### GIVEN TEXT

Or– better yet — not permitting them to occur in the first place.
Code and Body
To begin to get a handle on this, I’d like you to think about sound in terms of light.
White light, for instance, which looks so simple, is in fact a tangled superimposure of every wavelength (that is to say, every color) of light simultaneously. You can observe this in reverse when you shine a flashlight through a prism and see the white beam fan out into the familiar rainbow of colors from violet (the shortest wavelength of visible light) – through indigo, blue, green, yellow, and orange – to red (the longest wavelength).
Keeping this in mind, I’d now like you to imagine white sound – every imaginable sound heard together at the same time: the sound of New York City, for instance – cries and whispers, sirens and shrieks, motors, subways, jackhammers, street music, Grand Opera and Shea Stadium. Now imagine that you could ‘shine’ this white sound through some kind of magic prism that would reveal to us its hidden spectrum.

######
### ENTRIES PROVIDED

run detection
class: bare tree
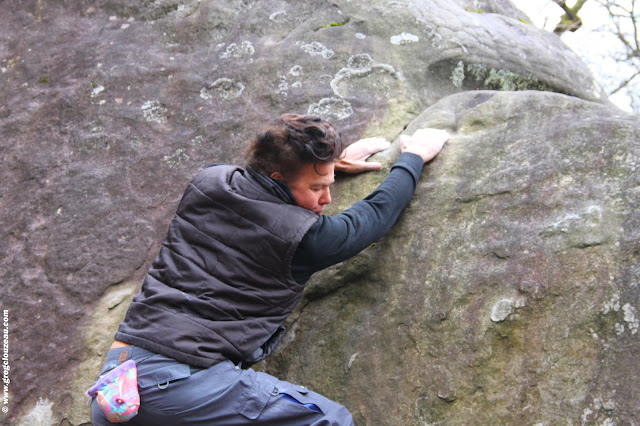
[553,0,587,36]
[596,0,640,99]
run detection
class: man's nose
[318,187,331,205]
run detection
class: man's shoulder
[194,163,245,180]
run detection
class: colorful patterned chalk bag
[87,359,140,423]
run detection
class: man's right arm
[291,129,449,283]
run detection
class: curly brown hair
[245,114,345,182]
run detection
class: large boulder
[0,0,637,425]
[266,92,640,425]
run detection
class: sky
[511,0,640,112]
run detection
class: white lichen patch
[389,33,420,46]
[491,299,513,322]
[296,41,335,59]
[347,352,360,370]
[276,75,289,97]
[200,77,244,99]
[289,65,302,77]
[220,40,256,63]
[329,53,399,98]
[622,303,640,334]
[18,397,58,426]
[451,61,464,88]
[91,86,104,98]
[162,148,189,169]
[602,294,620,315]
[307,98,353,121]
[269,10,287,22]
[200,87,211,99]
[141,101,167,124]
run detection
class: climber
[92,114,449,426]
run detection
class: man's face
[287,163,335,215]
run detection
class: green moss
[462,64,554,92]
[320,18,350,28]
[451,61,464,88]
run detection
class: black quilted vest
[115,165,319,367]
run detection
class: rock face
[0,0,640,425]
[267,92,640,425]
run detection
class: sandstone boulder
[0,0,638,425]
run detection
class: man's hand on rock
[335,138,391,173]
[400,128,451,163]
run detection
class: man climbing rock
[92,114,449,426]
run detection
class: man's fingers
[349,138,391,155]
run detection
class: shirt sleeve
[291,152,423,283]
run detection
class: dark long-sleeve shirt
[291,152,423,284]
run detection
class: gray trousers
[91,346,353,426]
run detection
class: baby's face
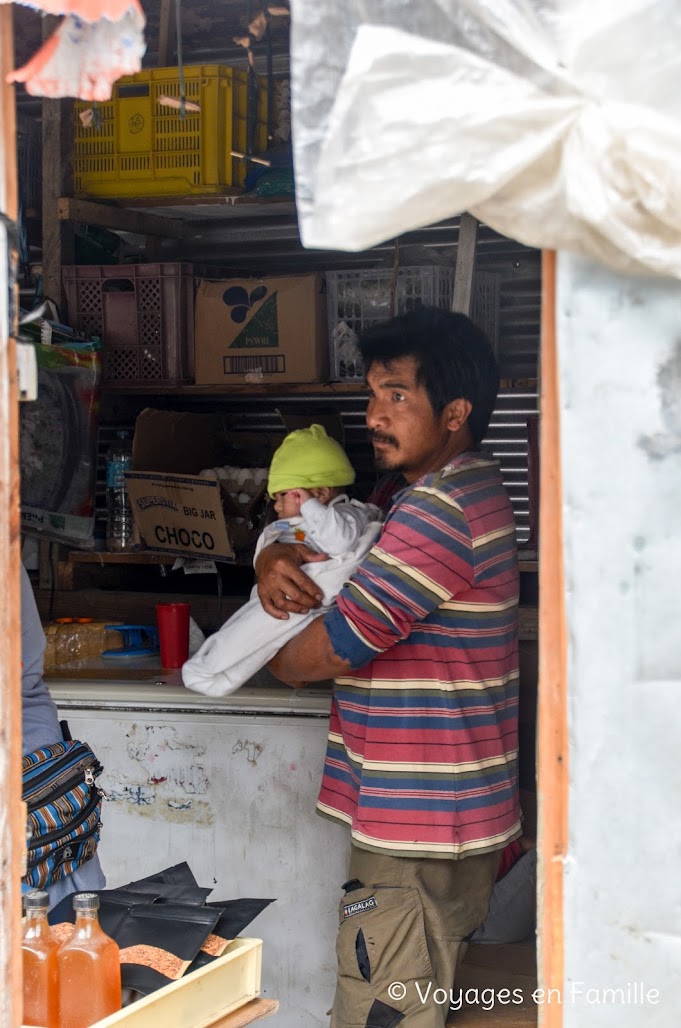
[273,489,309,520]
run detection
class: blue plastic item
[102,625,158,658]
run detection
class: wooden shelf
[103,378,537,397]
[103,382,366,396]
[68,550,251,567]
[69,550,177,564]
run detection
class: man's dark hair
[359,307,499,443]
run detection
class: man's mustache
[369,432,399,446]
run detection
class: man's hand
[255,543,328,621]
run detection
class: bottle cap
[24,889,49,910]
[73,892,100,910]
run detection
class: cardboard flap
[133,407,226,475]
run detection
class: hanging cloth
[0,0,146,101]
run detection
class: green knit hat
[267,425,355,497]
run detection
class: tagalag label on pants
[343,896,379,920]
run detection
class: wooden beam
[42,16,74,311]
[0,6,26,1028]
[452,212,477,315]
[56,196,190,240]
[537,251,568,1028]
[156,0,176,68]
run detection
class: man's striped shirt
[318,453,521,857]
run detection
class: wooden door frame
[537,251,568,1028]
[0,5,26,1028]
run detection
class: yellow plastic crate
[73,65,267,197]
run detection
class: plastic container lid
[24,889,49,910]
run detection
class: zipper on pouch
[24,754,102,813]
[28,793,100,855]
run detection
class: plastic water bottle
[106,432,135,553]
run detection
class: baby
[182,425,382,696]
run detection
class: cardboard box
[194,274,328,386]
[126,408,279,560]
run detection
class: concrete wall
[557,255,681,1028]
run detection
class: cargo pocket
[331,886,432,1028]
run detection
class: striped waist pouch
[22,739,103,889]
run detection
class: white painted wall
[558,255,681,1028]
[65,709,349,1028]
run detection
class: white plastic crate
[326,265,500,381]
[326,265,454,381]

######

*TASKS TO CARRY OUT*:
1/ Rewrite the passage on sound and light starting at "Or– better yet" and ending at "terms of light.", with "light" changed to "color".
2/ In the passage on sound and light, which color is the shortest wavelength of visible light?

*RESULTS*:
1/
Or– better yet — not permitting them to occur in the first place.
Code and Body
To begin to get a handle on this, I’d like you to think about sound in terms of color.

2/ Violet.